AIM
Look in the data below for the line that contains "mark: the innermost point of each instance of the red flag". Copy that line and the remaining lines exactly.

*****

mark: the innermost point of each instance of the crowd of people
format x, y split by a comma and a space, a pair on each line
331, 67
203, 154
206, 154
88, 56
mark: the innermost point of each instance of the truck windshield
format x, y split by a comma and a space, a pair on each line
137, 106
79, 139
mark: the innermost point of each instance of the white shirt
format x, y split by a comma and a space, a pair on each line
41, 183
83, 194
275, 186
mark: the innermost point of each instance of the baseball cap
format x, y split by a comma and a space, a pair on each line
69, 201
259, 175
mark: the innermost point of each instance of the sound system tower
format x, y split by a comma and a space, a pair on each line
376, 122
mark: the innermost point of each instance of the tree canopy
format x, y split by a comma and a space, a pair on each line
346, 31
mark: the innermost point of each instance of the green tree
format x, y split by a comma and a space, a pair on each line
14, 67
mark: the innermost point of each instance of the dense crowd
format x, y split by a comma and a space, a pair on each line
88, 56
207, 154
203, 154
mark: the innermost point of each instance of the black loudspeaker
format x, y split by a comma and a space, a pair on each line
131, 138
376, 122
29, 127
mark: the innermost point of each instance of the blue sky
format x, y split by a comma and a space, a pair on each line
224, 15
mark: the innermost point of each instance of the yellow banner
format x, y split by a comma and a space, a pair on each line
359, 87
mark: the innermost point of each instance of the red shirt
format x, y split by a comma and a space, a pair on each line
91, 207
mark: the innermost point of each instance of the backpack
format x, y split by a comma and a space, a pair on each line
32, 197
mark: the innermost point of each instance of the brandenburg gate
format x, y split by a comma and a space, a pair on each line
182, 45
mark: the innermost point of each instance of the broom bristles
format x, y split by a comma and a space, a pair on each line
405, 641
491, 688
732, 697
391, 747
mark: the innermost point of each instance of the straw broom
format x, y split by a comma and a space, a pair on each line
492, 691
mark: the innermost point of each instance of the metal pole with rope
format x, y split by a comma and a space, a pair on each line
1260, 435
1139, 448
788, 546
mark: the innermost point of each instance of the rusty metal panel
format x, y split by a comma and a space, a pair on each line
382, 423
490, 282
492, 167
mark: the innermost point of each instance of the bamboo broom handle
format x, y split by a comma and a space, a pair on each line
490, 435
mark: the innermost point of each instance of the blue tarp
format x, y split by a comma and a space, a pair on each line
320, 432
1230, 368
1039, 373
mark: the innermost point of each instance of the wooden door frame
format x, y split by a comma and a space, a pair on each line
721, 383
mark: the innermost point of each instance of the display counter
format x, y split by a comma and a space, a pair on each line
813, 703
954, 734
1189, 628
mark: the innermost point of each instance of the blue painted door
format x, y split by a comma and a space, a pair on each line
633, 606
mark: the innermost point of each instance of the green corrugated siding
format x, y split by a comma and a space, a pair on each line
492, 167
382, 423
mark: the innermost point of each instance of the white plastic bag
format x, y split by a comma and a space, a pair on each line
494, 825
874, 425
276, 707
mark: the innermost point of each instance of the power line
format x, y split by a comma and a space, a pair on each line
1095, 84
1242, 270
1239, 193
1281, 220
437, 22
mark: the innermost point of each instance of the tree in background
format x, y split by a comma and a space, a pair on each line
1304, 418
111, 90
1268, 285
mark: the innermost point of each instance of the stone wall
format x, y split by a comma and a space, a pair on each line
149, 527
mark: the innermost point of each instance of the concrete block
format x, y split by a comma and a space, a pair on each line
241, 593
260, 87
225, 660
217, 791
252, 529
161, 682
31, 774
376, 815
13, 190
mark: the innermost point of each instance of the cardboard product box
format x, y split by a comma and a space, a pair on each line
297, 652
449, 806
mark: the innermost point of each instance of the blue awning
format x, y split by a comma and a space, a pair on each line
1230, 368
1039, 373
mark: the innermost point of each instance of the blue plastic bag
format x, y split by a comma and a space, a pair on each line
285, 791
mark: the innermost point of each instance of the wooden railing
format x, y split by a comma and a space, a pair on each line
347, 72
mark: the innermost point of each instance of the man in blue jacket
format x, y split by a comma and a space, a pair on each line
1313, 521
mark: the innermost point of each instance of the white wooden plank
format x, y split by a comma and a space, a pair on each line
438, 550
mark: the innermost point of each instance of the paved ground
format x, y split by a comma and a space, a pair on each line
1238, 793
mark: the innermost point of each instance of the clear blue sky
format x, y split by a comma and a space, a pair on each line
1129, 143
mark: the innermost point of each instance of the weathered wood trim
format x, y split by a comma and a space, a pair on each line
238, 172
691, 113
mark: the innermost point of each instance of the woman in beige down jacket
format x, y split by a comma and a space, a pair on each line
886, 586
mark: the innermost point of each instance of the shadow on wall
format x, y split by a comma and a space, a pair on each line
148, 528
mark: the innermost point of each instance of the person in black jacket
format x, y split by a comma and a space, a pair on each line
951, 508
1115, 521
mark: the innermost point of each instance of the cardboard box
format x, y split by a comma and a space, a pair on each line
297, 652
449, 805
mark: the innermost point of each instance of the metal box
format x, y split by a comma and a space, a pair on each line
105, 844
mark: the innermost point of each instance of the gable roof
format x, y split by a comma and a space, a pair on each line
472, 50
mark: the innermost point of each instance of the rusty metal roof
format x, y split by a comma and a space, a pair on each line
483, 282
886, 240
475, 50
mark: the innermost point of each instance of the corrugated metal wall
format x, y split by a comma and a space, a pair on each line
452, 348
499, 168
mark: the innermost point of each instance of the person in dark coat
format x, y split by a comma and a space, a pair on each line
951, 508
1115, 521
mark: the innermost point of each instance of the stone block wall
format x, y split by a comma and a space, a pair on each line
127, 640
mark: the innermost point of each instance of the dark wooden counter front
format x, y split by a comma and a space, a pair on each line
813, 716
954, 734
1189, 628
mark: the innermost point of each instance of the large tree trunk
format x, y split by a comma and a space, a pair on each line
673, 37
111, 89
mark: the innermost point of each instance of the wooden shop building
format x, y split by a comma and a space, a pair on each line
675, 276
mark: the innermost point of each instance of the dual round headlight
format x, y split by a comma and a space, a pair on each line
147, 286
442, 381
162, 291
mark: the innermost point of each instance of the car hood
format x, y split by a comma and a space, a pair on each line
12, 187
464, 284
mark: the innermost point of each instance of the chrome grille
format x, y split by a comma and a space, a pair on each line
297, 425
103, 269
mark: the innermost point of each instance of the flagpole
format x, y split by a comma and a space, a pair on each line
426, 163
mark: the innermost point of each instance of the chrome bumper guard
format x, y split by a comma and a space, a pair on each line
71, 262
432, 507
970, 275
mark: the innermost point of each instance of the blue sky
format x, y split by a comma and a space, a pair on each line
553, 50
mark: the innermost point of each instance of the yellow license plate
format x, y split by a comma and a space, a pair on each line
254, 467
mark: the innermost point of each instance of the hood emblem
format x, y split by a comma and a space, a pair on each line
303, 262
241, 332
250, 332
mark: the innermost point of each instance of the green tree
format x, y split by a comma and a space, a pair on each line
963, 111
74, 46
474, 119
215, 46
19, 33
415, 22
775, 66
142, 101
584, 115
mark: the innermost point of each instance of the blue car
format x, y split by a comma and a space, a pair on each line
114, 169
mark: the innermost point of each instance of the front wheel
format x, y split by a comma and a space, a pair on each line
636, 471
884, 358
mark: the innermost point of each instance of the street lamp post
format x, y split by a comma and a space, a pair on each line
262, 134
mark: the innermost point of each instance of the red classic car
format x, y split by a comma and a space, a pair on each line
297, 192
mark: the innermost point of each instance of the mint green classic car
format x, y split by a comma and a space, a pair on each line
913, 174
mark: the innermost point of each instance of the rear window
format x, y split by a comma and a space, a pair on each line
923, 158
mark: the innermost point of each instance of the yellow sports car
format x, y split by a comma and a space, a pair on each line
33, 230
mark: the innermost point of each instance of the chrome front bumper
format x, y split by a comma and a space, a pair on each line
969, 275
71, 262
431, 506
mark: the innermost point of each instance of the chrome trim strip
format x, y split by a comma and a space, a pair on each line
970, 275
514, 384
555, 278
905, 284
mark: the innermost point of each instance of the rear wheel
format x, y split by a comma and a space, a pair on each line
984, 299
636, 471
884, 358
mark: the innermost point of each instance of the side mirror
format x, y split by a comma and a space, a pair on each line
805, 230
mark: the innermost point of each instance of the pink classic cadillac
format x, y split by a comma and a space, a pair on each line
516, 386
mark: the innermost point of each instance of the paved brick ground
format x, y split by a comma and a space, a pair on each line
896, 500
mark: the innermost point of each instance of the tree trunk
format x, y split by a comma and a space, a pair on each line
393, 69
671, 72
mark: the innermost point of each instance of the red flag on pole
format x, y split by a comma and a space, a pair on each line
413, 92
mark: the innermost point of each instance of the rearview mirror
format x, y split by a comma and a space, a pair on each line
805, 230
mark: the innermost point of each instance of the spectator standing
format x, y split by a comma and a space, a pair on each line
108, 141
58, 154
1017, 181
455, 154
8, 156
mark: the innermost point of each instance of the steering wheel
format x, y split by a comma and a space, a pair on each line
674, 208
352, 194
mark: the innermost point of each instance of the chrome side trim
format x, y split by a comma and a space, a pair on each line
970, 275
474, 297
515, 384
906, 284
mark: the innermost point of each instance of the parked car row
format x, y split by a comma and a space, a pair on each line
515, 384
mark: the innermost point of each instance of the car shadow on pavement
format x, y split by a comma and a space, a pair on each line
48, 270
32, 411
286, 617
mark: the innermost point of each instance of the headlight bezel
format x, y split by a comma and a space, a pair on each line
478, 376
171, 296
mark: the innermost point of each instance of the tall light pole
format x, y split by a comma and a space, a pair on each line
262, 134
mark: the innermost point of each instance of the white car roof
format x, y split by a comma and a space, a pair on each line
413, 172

*****

RESULT FOR THIS TASK
mark: the innermost point of each instance of the red flag on pole
format x, y split by a comma and a space, a pair on each line
413, 92
mark: the innermost point of each instance of the rearview mirror
format x, y split by a comma and a space, a pair on each line
805, 230
mark: the innermost point of each instance of the spectator standing
format x, y split by a comma and a space, a pair on each line
108, 141
58, 154
1017, 181
455, 154
8, 156
mark: the innermost point of each instance of the steering wheel
format x, y split by a comma and a space, a pair on each line
674, 208
352, 194
mark: the innermost point of each instance of the chrome side trim
format x, y split by a comma and a space, a pair on each line
970, 275
474, 297
515, 384
906, 284
mark: the innermost point of each instance of the parked car row
format x, y split by a comma and a space, a pair on each line
515, 384
mark: the innermost point of each instance of the car shadow on pavement
format x, y split by a comma and a space, a pair on each line
48, 270
32, 411
286, 617
mark: the innermost point of each instance of the headlight bezel
format x, y split by a comma and a space, a pair on each line
478, 376
171, 296
mark: the innermost point of each instance of the tall light pole
format x, y split by a comma and a space, a pair on each line
262, 134
mark: the innermost point of each instance of the white car roof
format x, y split by a comma and a space, a pair on each line
413, 172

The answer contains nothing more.